-- start Given records --

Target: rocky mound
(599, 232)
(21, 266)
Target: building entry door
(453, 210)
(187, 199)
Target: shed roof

-- end Given records --

Arrange the lines above as a numbered list, leaving out any blank lines.

1. Target: rocky mound
2. (599, 232)
3. (21, 266)
4. Target: building entry door
5. (453, 210)
6. (187, 199)
7. Target: shed roof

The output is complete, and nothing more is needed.